Data section Start Marker
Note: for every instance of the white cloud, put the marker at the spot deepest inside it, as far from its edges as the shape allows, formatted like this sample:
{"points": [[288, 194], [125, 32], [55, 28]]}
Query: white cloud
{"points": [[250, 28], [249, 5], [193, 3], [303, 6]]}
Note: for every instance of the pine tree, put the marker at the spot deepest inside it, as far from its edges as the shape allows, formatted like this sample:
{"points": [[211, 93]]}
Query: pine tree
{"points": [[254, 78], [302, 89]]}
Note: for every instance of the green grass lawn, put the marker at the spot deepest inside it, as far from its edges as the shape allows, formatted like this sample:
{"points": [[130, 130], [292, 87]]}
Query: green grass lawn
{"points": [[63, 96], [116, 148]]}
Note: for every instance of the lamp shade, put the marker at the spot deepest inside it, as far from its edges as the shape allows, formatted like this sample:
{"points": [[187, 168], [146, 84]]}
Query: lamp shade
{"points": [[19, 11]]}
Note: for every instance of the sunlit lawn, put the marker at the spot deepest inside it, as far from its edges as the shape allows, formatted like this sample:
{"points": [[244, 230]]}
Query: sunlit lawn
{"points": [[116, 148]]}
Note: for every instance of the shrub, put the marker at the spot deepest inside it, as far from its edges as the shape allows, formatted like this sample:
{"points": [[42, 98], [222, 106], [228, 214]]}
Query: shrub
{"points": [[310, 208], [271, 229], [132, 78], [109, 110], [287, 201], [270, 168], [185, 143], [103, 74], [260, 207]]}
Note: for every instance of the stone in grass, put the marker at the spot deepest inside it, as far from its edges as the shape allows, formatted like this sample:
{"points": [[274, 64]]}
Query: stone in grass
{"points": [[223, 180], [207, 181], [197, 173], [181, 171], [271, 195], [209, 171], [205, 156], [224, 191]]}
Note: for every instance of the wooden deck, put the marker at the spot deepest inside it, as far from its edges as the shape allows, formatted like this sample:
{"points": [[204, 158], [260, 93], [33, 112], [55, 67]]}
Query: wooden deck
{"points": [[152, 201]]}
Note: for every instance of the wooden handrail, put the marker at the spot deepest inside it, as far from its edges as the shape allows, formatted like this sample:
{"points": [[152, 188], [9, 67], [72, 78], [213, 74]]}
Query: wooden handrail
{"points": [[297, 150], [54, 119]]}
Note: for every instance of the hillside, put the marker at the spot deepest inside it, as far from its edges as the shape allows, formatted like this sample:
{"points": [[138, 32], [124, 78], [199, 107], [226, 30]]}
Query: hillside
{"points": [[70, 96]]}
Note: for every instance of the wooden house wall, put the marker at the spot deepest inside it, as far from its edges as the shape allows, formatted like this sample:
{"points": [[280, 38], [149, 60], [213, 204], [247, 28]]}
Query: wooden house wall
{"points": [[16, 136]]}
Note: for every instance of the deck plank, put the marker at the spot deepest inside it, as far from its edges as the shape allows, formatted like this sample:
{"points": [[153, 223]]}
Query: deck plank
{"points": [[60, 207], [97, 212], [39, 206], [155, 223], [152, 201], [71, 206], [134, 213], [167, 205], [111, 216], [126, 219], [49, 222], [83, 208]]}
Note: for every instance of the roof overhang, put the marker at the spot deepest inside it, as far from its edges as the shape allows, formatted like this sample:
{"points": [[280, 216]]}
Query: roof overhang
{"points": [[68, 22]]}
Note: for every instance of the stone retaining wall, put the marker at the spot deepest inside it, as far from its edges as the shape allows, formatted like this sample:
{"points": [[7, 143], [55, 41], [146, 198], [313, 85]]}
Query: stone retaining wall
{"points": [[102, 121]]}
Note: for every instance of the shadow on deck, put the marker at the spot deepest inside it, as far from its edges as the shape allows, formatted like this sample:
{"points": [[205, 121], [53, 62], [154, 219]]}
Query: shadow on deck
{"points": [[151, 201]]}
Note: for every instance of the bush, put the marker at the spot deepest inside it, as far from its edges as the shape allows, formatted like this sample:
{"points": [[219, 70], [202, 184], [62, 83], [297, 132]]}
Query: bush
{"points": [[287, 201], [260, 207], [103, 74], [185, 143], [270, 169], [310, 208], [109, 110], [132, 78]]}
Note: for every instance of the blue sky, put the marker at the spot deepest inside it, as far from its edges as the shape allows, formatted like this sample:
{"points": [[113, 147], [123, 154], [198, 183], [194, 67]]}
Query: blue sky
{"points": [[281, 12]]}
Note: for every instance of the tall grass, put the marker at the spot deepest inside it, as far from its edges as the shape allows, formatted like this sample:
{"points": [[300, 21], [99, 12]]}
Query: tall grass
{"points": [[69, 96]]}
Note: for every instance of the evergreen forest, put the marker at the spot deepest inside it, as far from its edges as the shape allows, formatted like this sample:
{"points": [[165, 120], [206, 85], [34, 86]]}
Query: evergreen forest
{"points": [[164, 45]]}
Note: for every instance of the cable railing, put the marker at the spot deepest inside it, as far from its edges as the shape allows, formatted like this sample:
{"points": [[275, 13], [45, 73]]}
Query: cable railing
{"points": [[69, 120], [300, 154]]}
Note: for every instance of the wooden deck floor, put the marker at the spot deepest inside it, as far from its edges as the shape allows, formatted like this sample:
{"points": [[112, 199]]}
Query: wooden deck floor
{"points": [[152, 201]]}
Data section End Marker
● **Problem statement**
However many lines the data holds, return each one exactly.

● **Output of the exercise**
Note: for every instance of the white cloud, put the marker at the spot deepest inside it, as far from its edges as the shape allows, formatted like this sample:
{"points": [[288, 194], [125, 32], [55, 28]]}
Query: white cloud
{"points": [[250, 28], [249, 5], [193, 3], [303, 6]]}
Note: for every instance of the pine tree, put the marker at the spot deepest inside it, as far from its edges as the shape allows, formatted like this sample:
{"points": [[211, 93]]}
Query: pine tree
{"points": [[254, 78], [302, 89]]}
Note: for every instance of the green grass lawn, put the marker at the spot deepest inside it, as far from its edges as the shape allows, formatted like this sample:
{"points": [[130, 130], [292, 87]]}
Query: green grass lawn
{"points": [[63, 96], [116, 148]]}
Note: for every instance of the lamp shade, put the marker at the spot deepest inside it, as far from its edges as the shape allows, formatted like this sample:
{"points": [[187, 168], [146, 84]]}
Query: lamp shade
{"points": [[19, 11]]}
Note: for every instance of the sunlit lawn, put the marker at the spot deepest inside it, as far from its edges as the shape allows, formatted like this sample:
{"points": [[244, 230]]}
Query: sunlit lawn
{"points": [[116, 148]]}
Note: for every instance of the shrub, put the marker at the spot deepest inside it, as far from its edges as the shape allows, formatted like this sample:
{"points": [[42, 98], [222, 106], [228, 214]]}
Query: shrub
{"points": [[310, 208], [271, 229], [132, 78], [109, 110], [287, 201], [270, 168], [185, 143], [103, 74], [260, 207]]}
Note: for every instance of the stone in grass, put the marker at the spot deepest inside it, as far from its edges as the shape allows, formatted like this sample:
{"points": [[274, 64]]}
Query: stone in grass
{"points": [[223, 180], [207, 181], [197, 173], [181, 171], [271, 195], [209, 171], [205, 156], [224, 191]]}
Note: for every instance of the wooden deck, put the marker at the spot deepest inside it, as far from its edges as the shape allows, formatted like this sample:
{"points": [[204, 158], [260, 93], [33, 112], [55, 67]]}
Query: wooden deck
{"points": [[152, 201]]}
Note: for every instance of the wooden handrail, put the marker at the spot deepest inside it, as far from its edges as the shape allows, formatted like this sample:
{"points": [[152, 188], [9, 67], [72, 78], [213, 74]]}
Query: wooden handrail
{"points": [[297, 150], [54, 119]]}
Note: for every instance of the hillside, put the marker at the spot deepest inside it, as far from its edges as the shape allows, formatted like this sample:
{"points": [[138, 32], [124, 78], [199, 107], [226, 30]]}
Query: hillside
{"points": [[70, 96]]}
Note: for every instance of the wooden house wall, put the marker at the spot deepest inside it, as far from its edges as the shape allows, formatted like this sample:
{"points": [[280, 38], [149, 60], [213, 204], [247, 28]]}
Query: wooden house wall
{"points": [[16, 136]]}
Note: for every instance of the deck plank, put the marker at the spot deepest inside it, as far from its edges as the shape allows, formatted like this sample:
{"points": [[153, 223]]}
Query: deck plank
{"points": [[60, 207], [97, 212], [39, 206], [155, 223], [152, 201], [71, 206], [134, 213], [167, 205], [111, 216], [126, 219], [49, 222], [83, 208]]}
Note: for every instance of the roof overhang, put the marker at the spot deepest inside it, as far from its edges as the shape allows, formatted like this sample:
{"points": [[280, 216]]}
Query: roof overhang
{"points": [[68, 22]]}
Note: for every instance of the stone retaining wall, put the marker at the spot deepest inside it, as far from its edges as the shape allows, formatted like this sample:
{"points": [[7, 143], [55, 41], [146, 198], [313, 85]]}
Query: stone retaining wall
{"points": [[102, 121]]}
Note: for every instance of the shadow on deck, put the marker at the spot deepest inside it, as far from its edges as the shape allows, formatted like this sample:
{"points": [[205, 121], [53, 62], [154, 219]]}
Query: shadow on deck
{"points": [[151, 201]]}
Note: for every instance of the bush, put the marker at the spot deepest inside it, as far from its edges as the shape allows, formatted like this sample:
{"points": [[219, 70], [202, 184], [62, 83], [297, 132]]}
Query: bush
{"points": [[287, 201], [260, 207], [103, 74], [185, 143], [270, 169], [310, 208], [109, 110], [132, 78]]}
Note: for every instance of the blue sky, put the marker at the spot deepest inside it, as far from its edges as the shape allows, formatted like this sample:
{"points": [[113, 147], [123, 154], [198, 183], [194, 67]]}
Query: blue sky
{"points": [[281, 12]]}
Note: for every instance of the tall grass, put the marker at the spot deepest inside it, as far from its edges as the shape allows, formatted like this sample:
{"points": [[300, 21], [99, 12]]}
Query: tall grass
{"points": [[69, 96]]}
Note: for every instance of the evergreen forest, put the marker at the spot deepest inside it, as far from its edges as the shape allows, formatted like this sample:
{"points": [[165, 120], [206, 85], [34, 86]]}
Query: evergreen forest
{"points": [[164, 45]]}
Note: for every instance of the cable railing, put the marker at the spot deepest inside it, as far from its edges as the shape allows, formatted like this sample:
{"points": [[275, 13], [45, 73]]}
Query: cable railing
{"points": [[69, 120], [300, 154]]}
Note: for every instance of the wooden deck floor, put the marker at the spot deepest inside it, as far from its edges as the shape allows, formatted like this sample:
{"points": [[112, 199]]}
Query: wooden deck floor
{"points": [[152, 201]]}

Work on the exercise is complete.